##### Material for this task

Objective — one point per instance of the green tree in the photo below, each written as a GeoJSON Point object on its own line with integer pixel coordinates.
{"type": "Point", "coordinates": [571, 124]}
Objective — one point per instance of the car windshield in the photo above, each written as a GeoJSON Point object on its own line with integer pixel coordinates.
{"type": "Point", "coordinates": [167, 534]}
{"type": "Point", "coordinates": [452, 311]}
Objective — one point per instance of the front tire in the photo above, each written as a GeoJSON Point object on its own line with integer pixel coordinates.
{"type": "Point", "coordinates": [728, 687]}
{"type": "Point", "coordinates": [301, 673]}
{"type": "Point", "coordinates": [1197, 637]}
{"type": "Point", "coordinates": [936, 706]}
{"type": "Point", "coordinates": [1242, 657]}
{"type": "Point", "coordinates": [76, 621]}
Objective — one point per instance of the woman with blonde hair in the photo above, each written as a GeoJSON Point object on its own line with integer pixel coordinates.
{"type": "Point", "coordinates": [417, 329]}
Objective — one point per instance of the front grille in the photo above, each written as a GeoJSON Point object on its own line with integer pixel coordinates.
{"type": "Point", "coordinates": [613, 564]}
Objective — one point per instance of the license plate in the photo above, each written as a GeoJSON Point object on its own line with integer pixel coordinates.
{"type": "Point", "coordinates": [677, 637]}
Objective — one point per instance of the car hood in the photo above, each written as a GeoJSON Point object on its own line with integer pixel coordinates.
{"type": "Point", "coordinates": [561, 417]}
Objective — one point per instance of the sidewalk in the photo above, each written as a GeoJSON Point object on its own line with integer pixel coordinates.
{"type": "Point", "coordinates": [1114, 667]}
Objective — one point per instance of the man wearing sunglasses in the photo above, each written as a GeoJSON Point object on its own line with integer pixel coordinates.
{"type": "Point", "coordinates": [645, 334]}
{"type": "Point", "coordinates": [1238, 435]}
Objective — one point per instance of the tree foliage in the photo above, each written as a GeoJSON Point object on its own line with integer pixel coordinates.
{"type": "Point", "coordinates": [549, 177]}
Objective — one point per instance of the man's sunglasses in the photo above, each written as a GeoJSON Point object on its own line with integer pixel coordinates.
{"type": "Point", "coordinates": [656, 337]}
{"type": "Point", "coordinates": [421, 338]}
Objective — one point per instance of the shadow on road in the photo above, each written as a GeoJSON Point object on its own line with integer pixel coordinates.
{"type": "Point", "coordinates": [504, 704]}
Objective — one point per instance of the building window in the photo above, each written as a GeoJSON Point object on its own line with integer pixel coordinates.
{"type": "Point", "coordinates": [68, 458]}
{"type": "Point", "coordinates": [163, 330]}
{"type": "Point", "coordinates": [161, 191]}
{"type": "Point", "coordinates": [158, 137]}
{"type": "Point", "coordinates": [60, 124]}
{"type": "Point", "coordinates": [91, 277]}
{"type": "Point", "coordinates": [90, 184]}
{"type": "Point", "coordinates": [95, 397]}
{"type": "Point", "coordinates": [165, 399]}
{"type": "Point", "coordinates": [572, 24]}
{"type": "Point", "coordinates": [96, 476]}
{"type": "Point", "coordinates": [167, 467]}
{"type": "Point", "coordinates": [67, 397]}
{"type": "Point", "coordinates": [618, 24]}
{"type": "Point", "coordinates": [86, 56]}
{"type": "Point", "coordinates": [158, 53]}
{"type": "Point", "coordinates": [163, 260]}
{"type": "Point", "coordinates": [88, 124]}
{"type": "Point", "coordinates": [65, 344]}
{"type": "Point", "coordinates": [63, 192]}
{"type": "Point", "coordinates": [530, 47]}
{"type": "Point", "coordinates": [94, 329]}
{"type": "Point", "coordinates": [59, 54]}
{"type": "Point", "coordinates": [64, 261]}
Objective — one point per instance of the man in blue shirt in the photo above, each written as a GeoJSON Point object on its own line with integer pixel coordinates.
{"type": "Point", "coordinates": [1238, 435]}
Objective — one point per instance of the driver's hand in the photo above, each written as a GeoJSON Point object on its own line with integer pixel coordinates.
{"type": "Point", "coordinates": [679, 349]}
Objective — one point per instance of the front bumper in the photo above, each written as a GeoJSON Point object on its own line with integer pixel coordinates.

##########

■ Task requirements
Rescale the stretch from the line containing "Objective — one point per instance of the driver's" through the end of the listing, rewriting only those lines, requests included, with every point coordinate multiplied by 1.3 and rounded to a whole number, halves going up.

■ Worked solution
Objective — one point per instance of the driver's hand in the photo above, each written as a GeoJSON Point object on its own line with integer pixel coordinates.
{"type": "Point", "coordinates": [883, 454]}
Objective — one point per instance of the front bumper in the photo above, each written as a GeoJSON Point object on its own line with integer pixel coordinates.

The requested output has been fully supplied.